Referring expression data:
● ● ● ● ●

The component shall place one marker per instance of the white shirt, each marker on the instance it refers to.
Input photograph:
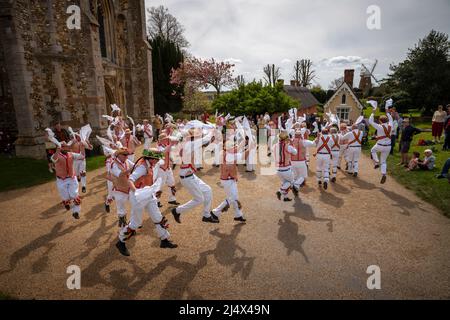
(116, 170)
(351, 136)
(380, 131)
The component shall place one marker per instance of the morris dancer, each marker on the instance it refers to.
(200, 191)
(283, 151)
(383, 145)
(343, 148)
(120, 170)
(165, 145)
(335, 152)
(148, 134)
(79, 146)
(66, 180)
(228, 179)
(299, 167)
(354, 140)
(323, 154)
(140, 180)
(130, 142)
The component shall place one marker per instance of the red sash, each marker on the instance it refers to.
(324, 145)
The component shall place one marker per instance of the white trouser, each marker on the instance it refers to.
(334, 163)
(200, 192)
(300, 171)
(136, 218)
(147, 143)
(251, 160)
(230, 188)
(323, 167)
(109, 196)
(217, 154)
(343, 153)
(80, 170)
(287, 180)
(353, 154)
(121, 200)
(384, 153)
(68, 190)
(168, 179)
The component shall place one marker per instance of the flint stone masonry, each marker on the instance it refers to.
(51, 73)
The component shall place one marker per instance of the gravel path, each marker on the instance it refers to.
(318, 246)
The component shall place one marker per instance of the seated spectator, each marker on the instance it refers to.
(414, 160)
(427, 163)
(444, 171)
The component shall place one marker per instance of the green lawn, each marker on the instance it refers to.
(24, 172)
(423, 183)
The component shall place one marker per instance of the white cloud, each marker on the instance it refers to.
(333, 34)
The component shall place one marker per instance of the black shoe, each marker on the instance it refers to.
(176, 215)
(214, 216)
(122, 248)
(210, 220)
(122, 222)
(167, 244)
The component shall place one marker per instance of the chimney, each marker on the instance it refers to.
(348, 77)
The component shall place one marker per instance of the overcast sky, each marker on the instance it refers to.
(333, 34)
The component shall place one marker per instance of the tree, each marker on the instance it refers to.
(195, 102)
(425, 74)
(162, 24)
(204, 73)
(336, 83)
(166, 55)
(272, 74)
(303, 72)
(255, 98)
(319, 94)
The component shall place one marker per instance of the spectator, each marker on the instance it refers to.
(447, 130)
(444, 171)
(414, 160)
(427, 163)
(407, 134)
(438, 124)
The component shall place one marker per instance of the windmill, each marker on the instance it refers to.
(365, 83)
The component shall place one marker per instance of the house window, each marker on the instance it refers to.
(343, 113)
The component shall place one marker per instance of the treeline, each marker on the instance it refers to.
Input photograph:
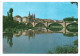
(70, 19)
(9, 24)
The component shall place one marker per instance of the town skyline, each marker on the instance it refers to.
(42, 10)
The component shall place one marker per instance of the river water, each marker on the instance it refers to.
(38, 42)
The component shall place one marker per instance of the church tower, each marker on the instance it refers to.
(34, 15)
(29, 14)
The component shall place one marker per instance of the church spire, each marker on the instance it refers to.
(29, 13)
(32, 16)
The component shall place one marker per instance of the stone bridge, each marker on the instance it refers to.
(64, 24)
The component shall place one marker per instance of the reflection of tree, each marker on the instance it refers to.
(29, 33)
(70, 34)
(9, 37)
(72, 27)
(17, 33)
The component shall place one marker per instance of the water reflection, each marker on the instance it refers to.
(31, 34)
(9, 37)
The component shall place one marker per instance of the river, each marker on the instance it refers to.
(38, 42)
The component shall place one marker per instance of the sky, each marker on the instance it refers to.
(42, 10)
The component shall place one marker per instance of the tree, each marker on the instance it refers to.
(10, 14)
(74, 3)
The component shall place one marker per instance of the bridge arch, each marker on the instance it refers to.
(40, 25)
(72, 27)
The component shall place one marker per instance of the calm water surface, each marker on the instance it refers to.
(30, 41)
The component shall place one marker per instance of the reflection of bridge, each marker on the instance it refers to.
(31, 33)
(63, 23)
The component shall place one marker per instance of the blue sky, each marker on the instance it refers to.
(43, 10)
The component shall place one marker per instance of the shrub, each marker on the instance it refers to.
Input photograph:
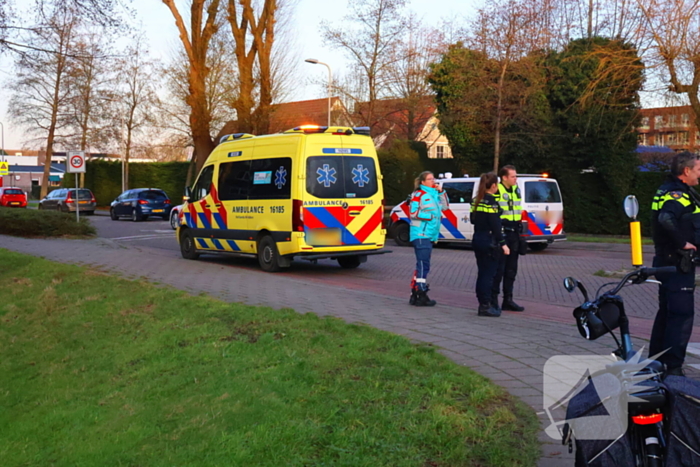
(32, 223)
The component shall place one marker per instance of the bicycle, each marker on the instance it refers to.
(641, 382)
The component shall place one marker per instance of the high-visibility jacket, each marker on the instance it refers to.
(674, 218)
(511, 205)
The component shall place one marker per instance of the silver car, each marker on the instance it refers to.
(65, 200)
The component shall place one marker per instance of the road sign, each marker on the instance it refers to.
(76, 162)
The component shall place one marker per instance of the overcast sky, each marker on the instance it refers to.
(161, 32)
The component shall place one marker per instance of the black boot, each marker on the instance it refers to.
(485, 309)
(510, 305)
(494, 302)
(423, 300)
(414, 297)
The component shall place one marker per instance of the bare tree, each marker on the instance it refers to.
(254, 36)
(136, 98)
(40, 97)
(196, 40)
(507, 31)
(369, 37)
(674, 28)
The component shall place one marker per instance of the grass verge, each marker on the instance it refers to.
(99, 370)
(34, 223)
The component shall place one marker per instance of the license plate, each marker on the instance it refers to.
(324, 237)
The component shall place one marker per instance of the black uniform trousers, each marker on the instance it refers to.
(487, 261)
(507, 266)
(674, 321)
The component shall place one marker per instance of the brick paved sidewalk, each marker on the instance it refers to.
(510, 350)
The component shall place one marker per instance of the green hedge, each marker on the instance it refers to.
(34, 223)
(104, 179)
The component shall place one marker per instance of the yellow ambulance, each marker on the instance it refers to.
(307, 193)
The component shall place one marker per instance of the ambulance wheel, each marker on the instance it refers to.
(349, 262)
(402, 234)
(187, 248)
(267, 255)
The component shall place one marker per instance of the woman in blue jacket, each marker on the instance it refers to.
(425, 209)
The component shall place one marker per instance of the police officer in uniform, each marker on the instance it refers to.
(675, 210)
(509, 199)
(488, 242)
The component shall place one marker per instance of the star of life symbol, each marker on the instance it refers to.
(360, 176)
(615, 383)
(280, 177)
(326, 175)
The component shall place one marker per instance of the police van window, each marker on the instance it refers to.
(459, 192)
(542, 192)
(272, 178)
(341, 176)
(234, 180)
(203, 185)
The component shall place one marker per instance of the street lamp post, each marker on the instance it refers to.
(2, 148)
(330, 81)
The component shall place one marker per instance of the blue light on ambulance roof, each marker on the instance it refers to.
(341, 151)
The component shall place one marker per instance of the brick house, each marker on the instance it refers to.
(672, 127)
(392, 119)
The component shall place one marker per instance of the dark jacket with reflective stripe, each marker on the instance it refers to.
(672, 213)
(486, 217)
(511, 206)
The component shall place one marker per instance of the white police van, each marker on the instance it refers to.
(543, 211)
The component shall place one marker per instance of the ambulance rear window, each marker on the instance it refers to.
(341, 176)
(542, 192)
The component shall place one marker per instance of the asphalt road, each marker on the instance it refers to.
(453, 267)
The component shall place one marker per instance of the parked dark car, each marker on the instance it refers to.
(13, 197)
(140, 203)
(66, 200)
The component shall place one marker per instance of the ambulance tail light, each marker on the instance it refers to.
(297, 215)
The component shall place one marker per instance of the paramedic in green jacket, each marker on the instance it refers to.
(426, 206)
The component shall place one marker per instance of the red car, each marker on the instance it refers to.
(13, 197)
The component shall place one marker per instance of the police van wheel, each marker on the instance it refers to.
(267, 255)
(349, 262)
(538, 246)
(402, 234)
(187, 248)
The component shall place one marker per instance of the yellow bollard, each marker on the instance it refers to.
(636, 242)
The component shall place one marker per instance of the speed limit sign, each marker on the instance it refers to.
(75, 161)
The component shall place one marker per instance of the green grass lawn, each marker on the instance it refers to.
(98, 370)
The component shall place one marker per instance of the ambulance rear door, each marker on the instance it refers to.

● ● ● ● ●

▸ Exercise goal
Return all of the entries word for word, but omit the pictures.

▸ Written answer
The component shall place one marker per instance of the white shirt, each marker on the instance it refers to.
Input photograph:
(116, 170)
(351, 136)
(380, 131)
The component shall place one marker per instance of the morris dancer, each marker on the instance it refers to.
(200, 191)
(283, 151)
(383, 145)
(343, 148)
(120, 170)
(165, 145)
(335, 152)
(148, 134)
(79, 146)
(66, 180)
(228, 179)
(299, 167)
(354, 140)
(323, 154)
(140, 180)
(130, 142)
The component shall place one marker per instance of the red sash, each marker on the instance it refers to.
(324, 145)
The component shall place one marker per instance of the white trouser, each marker on the instance it refers to.
(334, 163)
(200, 192)
(300, 171)
(136, 218)
(147, 143)
(251, 160)
(230, 188)
(323, 167)
(109, 196)
(217, 154)
(343, 153)
(80, 170)
(287, 180)
(353, 154)
(121, 200)
(384, 153)
(68, 190)
(168, 179)
The component shall place one marker per instance of the flint stone masonry, each marker on the instance it refers to.
(51, 73)
The component shall place one marker per instance of the gravel path, each marker on the instance it refers to.
(318, 246)
The component shall place one marker per instance of the seated spectator, each marker on the instance it refers to.
(414, 160)
(427, 163)
(444, 171)
The component shall place one marker per instance of the green lawn, each marker on the instance it refers to.
(24, 172)
(423, 183)
The component shall place one marker per instance of the white cloud, each marker on the instance it refers to.
(333, 34)
The component shall place one marker per instance of the black shoe, each marker on the instance it refers to.
(176, 215)
(214, 216)
(122, 248)
(210, 220)
(122, 222)
(167, 244)
The component shall place one marker per instance of the chimney, each marker on the instance it refers to.
(348, 77)
The component shall place one marker per instance of the overcast sky, each marker on the instance it refers to.
(333, 34)
The component shall place one marker per instance of the tree, each marker on the instance it refers to.
(195, 102)
(425, 74)
(162, 24)
(204, 73)
(336, 83)
(166, 55)
(272, 74)
(303, 72)
(255, 98)
(319, 94)
The component shall place one marker per instance of the spectator, each marker on the instance it refers to.
(447, 130)
(444, 171)
(414, 160)
(427, 163)
(407, 134)
(438, 124)
The component shall place one marker per instance of the windmill, each marker on the instance it refers to.
(365, 83)
The component shall place one marker per instance of the house window, each marker on the instance it refers to.
(343, 113)
The component shall place one marker per instance of the treeline, each marker on the instance it refers to.
Input photograph:
(70, 19)
(9, 24)
The component shall place one marker per instance of the town skyline, each marker on the instance it refers to.
(42, 10)
The component shall place one marker per instance of the river water, each marker on the instance it refers to.
(38, 42)
The component shall place one marker per instance of the church tower, each marker on the instance it refers to.
(34, 15)
(29, 14)
The component shall place one marker per instance of the church spire, each marker on the instance it refers to.
(29, 13)
(32, 16)
The component shall place one marker per instance of the stone bridge, each marker on the instance it refers to.
(64, 24)
The component shall place one marker per instance of the reflection of tree, each marker on the instance it refers to.
(29, 33)
(70, 34)
(9, 37)
(72, 27)
(17, 33)
The component shall place one marker per instance of the water reflection, each marker on the instance it refers to.
(31, 34)
(9, 37)
The component shall place one marker per instance of the river, each marker on the instance it refers to.
(38, 42)
The component shall place one marker per instance of the sky, each marker on the instance it refers to.
(42, 10)
The component shall place one marker per instance of the tree, each marker on the instance it refers to.
(10, 14)
(74, 3)
The component shall place one marker per instance of the bridge arch, each marker on the instance it refers to.
(40, 25)
(72, 27)
The component shall place one marker per instance of the calm water surface, each marker on the instance it refers to.
(30, 41)
The component shall place one marker per instance of the reflection of bridge, each marker on the instance it refers to.
(31, 33)
(63, 23)
The component shall place one marker per instance of the blue sky, each marker on the instance it refers to.
(43, 10)
The component shall place one marker per instance of the shrub, each marker on the instance it refers to.
Input photograph:
(32, 223)
The component shall place one marker per instance of the bicycle, each marker on the instance it refers to.
(641, 382)
The component shall place one marker per instance of the high-visibility jacket, each marker on the instance it refers to.
(674, 218)
(511, 205)
The component shall place one marker per instance of the silver car, each marker on the instance it refers to.
(65, 200)
The component shall place one marker per instance of the road sign, each marker on the instance it refers to.
(76, 162)
The component shall place one marker per instance of the overcast sky, each marker on the instance it refers to.
(161, 32)
The component shall place one marker per instance of the black boot, each marker on the instance it refers to.
(485, 309)
(510, 305)
(494, 302)
(423, 300)
(414, 297)
The component shall place one marker per instance of the bare tree, each marker on the instance it refers to.
(254, 36)
(136, 98)
(40, 97)
(196, 40)
(507, 31)
(369, 37)
(674, 28)
The component shall place one marker per instance of the grass verge, each marker on the instance it refers to.
(99, 370)
(34, 223)
The component shall place one marker per instance of the license plate, each marker on the instance it refers to.
(324, 237)
The component shall place one marker per instance of the black uniform trousers, each marker on the instance it refers to.
(487, 261)
(507, 266)
(674, 321)
The component shall place one marker per instance of the brick paved sidewalk, each marker on the instance it refers to.
(510, 350)
The component shall place one marker per instance of the green hedge, each marker on the instance it refers to.
(34, 223)
(104, 179)
The component shall place one marker per instance of the yellow ambulance, each marker on the instance it refers to.
(307, 193)
The component shall place one marker per instance of the ambulance wheel, each marker on the instance it refers to.
(349, 262)
(402, 234)
(187, 248)
(267, 255)
The component shall place one marker per instance of the woman in blue jacket, each marker on the instance it refers to.
(425, 209)
The component shall place one marker per instance of the police officer in uniform, each marker on the instance it refers to.
(675, 210)
(509, 199)
(488, 242)
The component shall place one marker per instance of the star of life symbol, each marker on the instance it refers to.
(360, 176)
(615, 383)
(280, 177)
(326, 175)
The component shall place one marker per instance of the police van window, each marker on the instance it refers to.
(459, 192)
(542, 192)
(272, 178)
(341, 176)
(234, 180)
(203, 185)
The component shall place one marker per instance of the street lamp post, each marker on the instance it refers to.
(2, 148)
(330, 81)
The component shall place one marker per instance of the blue light on ambulance roof, each marker on the instance it refers to.
(341, 151)
The component shall place one marker per instance of the brick house, each marker on the instance it refers to.
(672, 127)
(392, 119)
The component shall place one marker per instance of the dark jacket with reflective stripe, each marker on the instance it refers to.
(672, 213)
(486, 217)
(511, 206)
The component shall place one marker per instance of the white police van, each marker on the instance it refers to.
(543, 211)
The component shall place one marker per instance of the ambulance rear window, each marker on the instance it refers to.
(341, 176)
(542, 192)
The component shall place one marker per instance of the asphalt road, each marker on the instance it refers to.
(453, 267)
The component shall place one marker per instance of the parked dark car, each marker on the instance it refers to.
(13, 197)
(140, 203)
(66, 200)
The component shall place one marker per instance of the ambulance tail light, each marker on the instance it refers to.
(297, 215)
The component shall place one marker per instance of the paramedic in green jacket, each marker on the instance it refers to.
(426, 206)
The component shall place one marker per instance of the red car, each marker on the instance it refers to.
(13, 197)
The component shall place one marker per instance of the police van wheel, each marker on the instance it refers to.
(267, 255)
(349, 262)
(538, 246)
(402, 234)
(187, 248)
The component shall place one marker per instance of the yellow bollard, each marker on the instance it refers to.
(636, 242)
The component shall place one marker per instance of the speed limit sign, each marker on the instance it refers to.
(75, 161)
The component shall place one marker per instance of the green grass lawn, each marker on the instance it refers to.
(98, 370)
The component shall place one marker per instance of the ambulance rear door, each marker on the instance it refers to.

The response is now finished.